══ SUPPLIED DATA

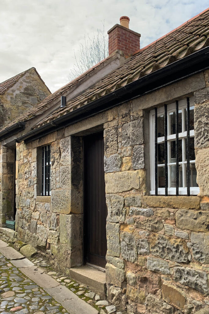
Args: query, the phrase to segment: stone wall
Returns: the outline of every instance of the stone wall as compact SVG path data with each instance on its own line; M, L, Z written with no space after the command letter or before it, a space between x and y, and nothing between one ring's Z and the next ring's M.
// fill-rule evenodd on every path
M198 197L149 196L146 106L166 95L173 101L167 94L178 88L124 105L104 124L108 297L128 314L189 314L209 306L208 73L194 94Z
M35 68L27 71L18 81L0 95L0 127L34 107L51 94Z
M17 144L18 238L46 250L67 273L82 263L82 136L103 129L107 297L128 314L190 314L209 306L208 78L200 73ZM149 196L149 111L194 91L200 194ZM40 197L37 160L49 144L51 196Z
M65 271L82 263L82 145L79 137L63 137L58 132L17 144L15 220L18 239L46 250L55 266ZM49 144L51 195L43 196L39 160Z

════

▶ **SET EXERCISE**:
Extract every line from the records above and reproduce each one character for character, omitting the pictures.

▶ **EXERCISE RESPONSE**:
Args: query, the phrase to segment: stone wall
Returns: the outline of every instance of the stone wall as compact SVG path data with each instance on its own line; M, L, Z written with no space after the command letter or before it, a space between x and y, and nothing between one ring's Z and the next ring's M.
// fill-rule evenodd on every path
M198 197L149 196L146 106L166 95L173 101L167 94L178 88L124 105L104 124L108 297L128 314L189 314L209 306L208 73L194 94Z
M35 68L27 71L18 81L0 95L0 127L34 107L51 94Z
M17 144L18 238L46 250L67 273L82 263L82 136L103 129L107 297L128 314L190 314L209 306L208 78L200 73ZM149 196L149 111L194 91L200 194ZM40 197L37 160L49 144L51 196Z
M65 271L82 263L82 145L79 137L63 137L58 132L17 144L15 220L18 239L46 250L55 266ZM49 144L51 195L43 196L39 160Z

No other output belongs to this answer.